- _Directions_:
(a) In the memcpy thread, what new op does Ramana need the memcpy stubs in wordLang for?
(b) Print the memcpy thread from "I'm down to" to "stubs in wordLang?".
(c) Proceed with the memcpy thread from the point where it stops.

- _Document section_:

[CakeML-dev] memcpy in wordLang?

Ramana Kumar Ramana.Kumar at cl.cam.ac.uk
Sat Mar 25 03:50:05 UTC 2017


I'm down to BVI on the strcat branch now, and to go further I will soon
need the memcpy primitives/stubs in wordLang, to implement the new CopyByte
op.

We may need to coordinate this. On which branch are you planning to
implement those stubs in wordLang?

On 20 March 2017 at 17:29, Magnus Myreen <magnus.myreen at gmail.com> wrote:

> On 17 March 2017 at 12:28, Ramana Kumar <Ramana.Kumar at cl.cam.ac.uk> wrote:
> > Hi Magnus,
> >
> > Thanks for the heads up. I should say that by "primitive in wordLang"
> > I think my language was confused: I never meant a wordLang primitive,
> > I mean a primitive in BVL that is implemented in wordLang.
>
> Ah, OK.
>
> > Out of the discussion we had today, one point came up for when you
> > implement your ConsExtend stubs: it would be best to have a generic
> > memcpy (on words) that can be re-used to make an efficient memcpy on
> > bytes. In other words, I hope your stub won't fuse the functionality
> > required for ConsExtend with the basic copying primitive.
>
> There should be two memcpy stubs one for words and one for bytes. The
> one on words can assume that all the words are word aligned. The one
> on bytes can use the word version if the addresses and lengths it
> copies happen to fit various constraints.
>
> > Also, Scott suggested at one point looking at how GNU libc implements
> > memcpy for ideas on an efficient implementation... it's a
> > sophisticated piece of assembly code and highly arch dependent; I
> > don't think we're at that level of complexity yet.. see e.g.

- _Stored records_:
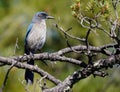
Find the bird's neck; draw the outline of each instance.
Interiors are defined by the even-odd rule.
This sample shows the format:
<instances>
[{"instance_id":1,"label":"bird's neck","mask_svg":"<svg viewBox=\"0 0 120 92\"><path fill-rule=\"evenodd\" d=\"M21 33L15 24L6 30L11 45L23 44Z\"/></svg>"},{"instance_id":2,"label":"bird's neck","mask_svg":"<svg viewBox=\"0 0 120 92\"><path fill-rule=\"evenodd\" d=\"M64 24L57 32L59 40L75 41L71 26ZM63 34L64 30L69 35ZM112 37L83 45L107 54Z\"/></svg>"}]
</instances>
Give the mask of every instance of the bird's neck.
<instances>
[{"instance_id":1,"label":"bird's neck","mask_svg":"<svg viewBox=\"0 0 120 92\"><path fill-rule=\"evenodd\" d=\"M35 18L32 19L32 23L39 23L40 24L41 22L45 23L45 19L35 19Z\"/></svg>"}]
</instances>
---
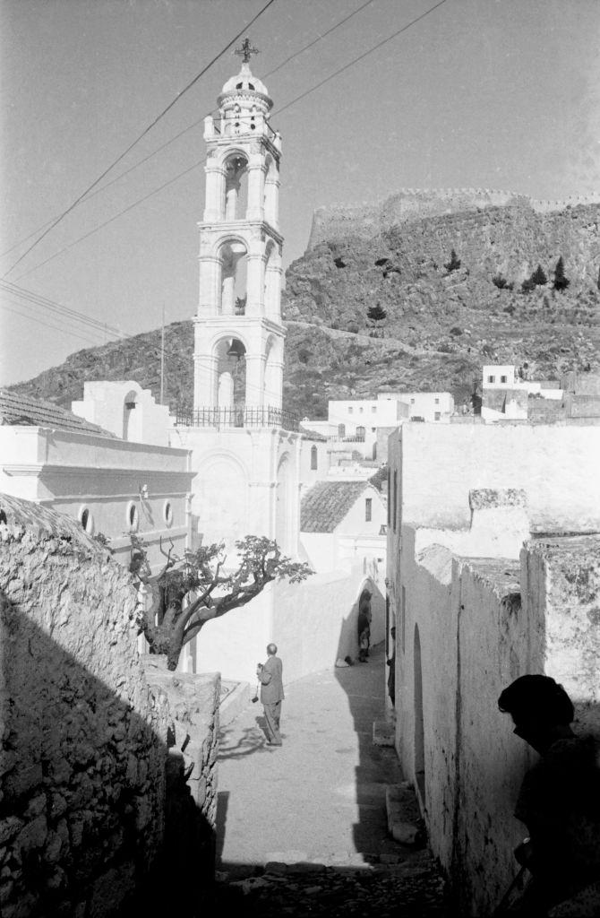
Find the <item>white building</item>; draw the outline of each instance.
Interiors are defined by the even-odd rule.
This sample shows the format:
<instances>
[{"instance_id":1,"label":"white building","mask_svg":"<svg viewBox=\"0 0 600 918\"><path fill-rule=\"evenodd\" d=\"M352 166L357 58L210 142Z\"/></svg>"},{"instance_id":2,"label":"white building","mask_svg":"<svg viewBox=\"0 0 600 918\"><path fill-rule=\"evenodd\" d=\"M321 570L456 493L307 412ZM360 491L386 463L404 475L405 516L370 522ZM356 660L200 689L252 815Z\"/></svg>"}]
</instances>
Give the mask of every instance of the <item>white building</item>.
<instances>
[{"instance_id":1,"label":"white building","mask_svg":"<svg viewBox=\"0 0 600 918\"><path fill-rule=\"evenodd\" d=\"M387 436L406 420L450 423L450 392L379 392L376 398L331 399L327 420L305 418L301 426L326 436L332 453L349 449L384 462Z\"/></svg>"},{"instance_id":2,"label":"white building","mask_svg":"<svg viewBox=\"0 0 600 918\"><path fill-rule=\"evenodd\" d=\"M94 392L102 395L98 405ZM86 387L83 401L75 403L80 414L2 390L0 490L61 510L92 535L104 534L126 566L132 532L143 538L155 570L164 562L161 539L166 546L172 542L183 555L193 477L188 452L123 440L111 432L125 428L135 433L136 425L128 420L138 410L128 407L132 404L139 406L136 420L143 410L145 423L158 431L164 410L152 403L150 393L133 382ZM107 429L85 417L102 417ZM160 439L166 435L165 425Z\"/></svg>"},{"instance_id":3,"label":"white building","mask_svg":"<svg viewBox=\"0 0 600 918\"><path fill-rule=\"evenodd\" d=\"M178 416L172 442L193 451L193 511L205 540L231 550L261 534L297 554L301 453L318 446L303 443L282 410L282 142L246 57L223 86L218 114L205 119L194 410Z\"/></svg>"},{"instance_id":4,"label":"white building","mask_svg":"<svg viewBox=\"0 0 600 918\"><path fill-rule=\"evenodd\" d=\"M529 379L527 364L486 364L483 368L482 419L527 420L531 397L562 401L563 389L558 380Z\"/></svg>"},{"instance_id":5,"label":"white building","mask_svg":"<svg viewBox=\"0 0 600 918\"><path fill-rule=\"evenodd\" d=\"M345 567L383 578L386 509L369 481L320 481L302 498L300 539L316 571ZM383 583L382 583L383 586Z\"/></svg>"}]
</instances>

- _Answers for this exercise_:
(a) The new CopyByte op.

(b)
I'm down to BVI on the strcat branch now, and to go further I will soon
need the memcpy primitives/stubs in wordLang, to implement the new CopyByte
op.

We may need to coordinate this. On which branch are you planning to
implement those stubs in wordLang?

(c)
> > https://sourceware.org/git/?p=glibc.git;a=blob_plain;f=
> sysdeps/x86_64/multiarch/memmove-vec-unaligned-erms.S;hb=HEAD
>
> An efficient memcpy is a very important tool and I'm sure a lot of
> effort has gone into them. I think we should eventually have carefully
> crafted stubs, but we are restricted by our target-neutral asm
> language. For word memcpy, I bet the best we can do is unroll the
> copying loop a few times but not so much that we cause register
> spilling. The byte memcpy is tricker because one wants to use
> word-sized memory access even in cases where the addresses aren't
> aligned, but our asm semantics requires all word-sized access to be
> aligned. This is possible to implement efficiently with our
> target-neutral asm language, but will be more than just a few hours of
> work.
>
> If I am to implement the byte memcpy, then the first version won't be
> optimised to do word-sized memory accesses for byte memcpy.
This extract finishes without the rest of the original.